• ARBEITSAUFTRAG A:
Welches Beizeichen befindet sich laut dem Text zur Münze aus Abydos zu Füßen des größeren Adlers auf der Rückseite?
• ARBEITSAUFTRAG B:
Schreiben Sie den Text zur Münze aus Abydos von „Abydos (Troas), AE, ca.“ bis hinunter zu „Gewandansatz und Lorbeerkranz).“ neu und setzen Sie dabei „Efeukranz“ an die Stelle von „Lorbeerkranz“.

### VORLIEGENDER TEXT

April 2023
April 2023

Münze des Monats

Münzsammlung der Universität Münster, Inv. M 5384
© Robert Dylka

Artemis reloaded: Eine Überprägung aus Abydos

Abydos (Troas), AE, ca. 250-200 v. Chr. (8,57g / 12 Uhr / 22,3mm)

Vs. Kopf der Artemis n. r. mit Mauerkrone (überprägt auf: Kopf der Artemis in nahezu frontaler Ansicht, mit Gewandansatz und Lorbeerkranz).

Rs. ABY. Adler steht n. r. mit angelegten Flügeln und Blick zurück n. l. (überprägt auf: Adler in Schrittstellung n. r. mit geöffneten Schwingen, rechts i. F. eine Ähre)

Münzsammlung des Archäologischen Museum der Universität Münster, Inv. M 4385 (ehem. Slg. Rosenberg)

Vgl. Corpus Nummorus, CN Type 3735; BMC Troas etc. S. 4 Nr. 39; D. O. A. Klose, Ein Schatzfund hellenistischer Bronzemünzen aus Abydos, Archäologischer Anzeiger 1985, S. 73 Nr. 29-34; S. 76 Nr. 52-54 (Gruppe 3). Zum Untertyp: Corpus Nummorum, CN Type 3086

 

Auf den ersten Blick vermittelt die Münze des Monats April 2023 den Eindruck, als ob hier etwas gründlich schiefgegangen wäre: Man muss sich erst einsehen und die Münze ein wenig drehen (Abb. 1),

Abb. 1: Vorder- und Rückseite unserer Münze, jeweils gedreht, sodass die ursprünglichen Münzbilder gerade ausgerichtet sind
© Robert Dylka

dann erschließt sich die Geschichte dahinter. Erkennbar ist auf der Vorderseite ein nach rechts gewandter weiblicher Kopf mit Mauerkrone, im Hintergrund sind die Reste eines deutlich größeren nahezu frontalen Kopfes mit Kranz zu sehen (s.u. Abb. 2). Auf der Rückseite steht ein Adler mit angelegten Schwingen nach rechts; er hat den Kopf zurückgewandt. Das abgekürzte Ethnikon ΑΒΥ(δηνῶν) (= „‹Münze› der Abydener“) füllt den Leerraum des vertieften runden Stempels und weist die Münze nach Abydos in der Troas. Diese Stadt auf der kleinasiatischen Seite des Hellesponts ist bekannt als Schauplatz der Erzählung von Hero und Leander, heute ist dort ein Vorort der Provinzhauptstadt Çanakkale (seit langem militärisches Sperrgebiet, sodass wir wenig von der Archäologie der Stadt wissen). Im Hintergrund sind die kräftigen Beine eines weiteren größeren Adlers zu sehen, der seine Flügel leicht geöffnet hat, zu seinen Füßen rechts befindet sich als Beizeichen eine Ähre.

######
### VORLIEGENDE EINTRÄGE

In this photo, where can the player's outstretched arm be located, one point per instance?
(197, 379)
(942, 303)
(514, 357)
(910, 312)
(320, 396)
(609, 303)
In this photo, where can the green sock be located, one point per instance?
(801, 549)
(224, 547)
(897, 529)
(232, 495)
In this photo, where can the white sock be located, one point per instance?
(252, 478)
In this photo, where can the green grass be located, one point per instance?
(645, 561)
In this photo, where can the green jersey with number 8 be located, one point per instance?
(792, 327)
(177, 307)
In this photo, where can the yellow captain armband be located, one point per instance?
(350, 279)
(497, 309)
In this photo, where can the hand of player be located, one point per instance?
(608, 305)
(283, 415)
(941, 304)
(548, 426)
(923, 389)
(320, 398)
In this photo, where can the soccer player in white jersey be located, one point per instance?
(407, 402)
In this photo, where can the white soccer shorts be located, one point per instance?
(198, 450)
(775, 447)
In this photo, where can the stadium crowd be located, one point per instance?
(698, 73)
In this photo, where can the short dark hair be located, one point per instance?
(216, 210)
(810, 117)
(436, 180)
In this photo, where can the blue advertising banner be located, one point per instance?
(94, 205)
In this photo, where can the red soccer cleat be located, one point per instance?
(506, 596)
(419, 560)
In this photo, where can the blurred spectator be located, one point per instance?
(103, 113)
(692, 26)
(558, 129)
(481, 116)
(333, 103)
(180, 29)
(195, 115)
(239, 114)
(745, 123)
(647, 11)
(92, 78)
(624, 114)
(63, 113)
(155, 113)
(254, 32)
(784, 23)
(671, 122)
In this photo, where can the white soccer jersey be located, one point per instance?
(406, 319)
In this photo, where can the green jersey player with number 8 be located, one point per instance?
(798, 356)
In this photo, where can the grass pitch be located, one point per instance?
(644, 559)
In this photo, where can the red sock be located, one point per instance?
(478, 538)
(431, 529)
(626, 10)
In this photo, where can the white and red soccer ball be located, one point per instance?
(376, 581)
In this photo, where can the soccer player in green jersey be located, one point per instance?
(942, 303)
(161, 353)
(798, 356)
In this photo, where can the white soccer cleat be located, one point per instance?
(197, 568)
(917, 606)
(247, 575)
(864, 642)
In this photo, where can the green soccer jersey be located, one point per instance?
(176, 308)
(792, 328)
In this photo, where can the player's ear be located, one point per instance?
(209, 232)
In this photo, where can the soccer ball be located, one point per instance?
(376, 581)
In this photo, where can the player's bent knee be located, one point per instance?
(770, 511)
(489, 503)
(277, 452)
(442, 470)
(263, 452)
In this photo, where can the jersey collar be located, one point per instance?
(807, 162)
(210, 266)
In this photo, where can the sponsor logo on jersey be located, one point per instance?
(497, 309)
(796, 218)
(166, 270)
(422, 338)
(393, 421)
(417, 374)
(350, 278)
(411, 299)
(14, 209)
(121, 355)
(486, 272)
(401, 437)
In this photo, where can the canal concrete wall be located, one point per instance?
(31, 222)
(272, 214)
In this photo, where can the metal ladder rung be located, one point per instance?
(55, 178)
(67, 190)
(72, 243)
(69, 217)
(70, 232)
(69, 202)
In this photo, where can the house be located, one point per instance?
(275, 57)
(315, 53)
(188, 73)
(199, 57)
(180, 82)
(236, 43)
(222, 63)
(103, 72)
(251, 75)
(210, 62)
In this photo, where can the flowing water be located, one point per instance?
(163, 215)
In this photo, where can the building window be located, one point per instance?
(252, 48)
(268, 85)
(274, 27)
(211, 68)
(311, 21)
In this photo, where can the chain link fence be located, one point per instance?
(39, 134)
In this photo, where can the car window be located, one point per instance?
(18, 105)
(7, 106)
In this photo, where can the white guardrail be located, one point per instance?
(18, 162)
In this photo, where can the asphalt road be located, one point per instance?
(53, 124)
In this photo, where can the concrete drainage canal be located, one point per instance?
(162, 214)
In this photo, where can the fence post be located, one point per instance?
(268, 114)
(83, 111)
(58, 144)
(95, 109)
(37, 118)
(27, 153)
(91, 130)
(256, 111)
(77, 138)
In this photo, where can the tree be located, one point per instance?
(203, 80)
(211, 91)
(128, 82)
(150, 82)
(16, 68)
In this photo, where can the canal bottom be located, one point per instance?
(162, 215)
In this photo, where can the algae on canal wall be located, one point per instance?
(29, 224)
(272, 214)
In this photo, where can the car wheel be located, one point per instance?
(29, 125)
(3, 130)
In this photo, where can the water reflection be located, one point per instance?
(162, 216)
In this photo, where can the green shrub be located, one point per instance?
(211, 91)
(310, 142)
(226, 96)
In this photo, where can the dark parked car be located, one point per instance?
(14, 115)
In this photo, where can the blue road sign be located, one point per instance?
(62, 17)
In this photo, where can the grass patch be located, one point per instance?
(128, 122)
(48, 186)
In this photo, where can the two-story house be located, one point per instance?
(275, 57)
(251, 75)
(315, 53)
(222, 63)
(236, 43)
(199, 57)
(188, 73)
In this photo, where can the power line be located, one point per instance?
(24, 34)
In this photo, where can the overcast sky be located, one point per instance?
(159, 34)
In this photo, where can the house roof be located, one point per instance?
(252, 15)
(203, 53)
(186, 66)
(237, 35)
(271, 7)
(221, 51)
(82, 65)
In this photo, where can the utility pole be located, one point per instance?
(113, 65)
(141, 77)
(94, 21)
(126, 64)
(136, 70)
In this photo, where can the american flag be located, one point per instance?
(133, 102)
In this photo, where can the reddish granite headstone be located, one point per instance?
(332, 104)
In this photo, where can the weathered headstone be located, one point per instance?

######

• MUSTERLÖSUNG A:
Eine Ähre.

• MUSTERLÖSUNG B:
Abydos (Troas), AE, ca. 250-200 v. Chr. (8,57g / 12 Uhr / 22,3mm)

Vs. Kopf der Artemis n. r. mit Mauerkrone (überprägt auf: Kopf der Artemis in nahezu frontaler Ansicht, mit Gewandansatz und Efeukranz).